- [YOUR TASK]:
Translate this sentence from the copyright discussion into Spanish: "You can't mount a public display of the work without acquiring a separate license."

[Begin EXCERPT PROVIDED]

Imagine if we applied our digital understanding of copyright to traditional artwork. I have a painting. You visit. By shining light on the painting I'm reproducing the image on your retinas. You say copyright violation? I say preposterous! What if I take a picture of the painting that I own and show you? Uh oh.
Copyright just doesn't make sense when applied to a public social network. At all. And it doesn't make any sense because a social network isn't about artists trying to make money off their works, it's about anons trying to win internet points for the day.
The license associated with physical media does have restrictions. You can't mount a public display of the work without acquiring a separate license. E.g., you can't buy a DVD of a movie and then screen it for a group (outside of what's permitted under fair use). If you sell tickets to that screening or intersperse ads, thereby infringing copyright for commercial gain, you're in even hotter water.
Do you feel the same way about restrictive open source software licenses like GPL3?
Not to mention the millions of derivative works where the definition gets fuzzy: I applied a filter to someone else photo and put an emoji over it, is still the same work? Should FB algorithm be smart enough to classify it as a copyright violation? It would be unsustainable economically to run that algorithm against the millions of posts, and even if they told the user "stop! that is copyrighted!" a huge chunk of users would just edit their post a bit and just try again.

[End EXCERPT PROVIDED]
[Begin DATASET EXTRACT]

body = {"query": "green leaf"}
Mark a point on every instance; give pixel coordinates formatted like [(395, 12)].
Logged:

[End DATASET EXTRACT]

- [OUTPUT FOR THIS EXERCISE]:
No se puede organizar una exhibición pública de la obra sin adquirir una licencia aparte.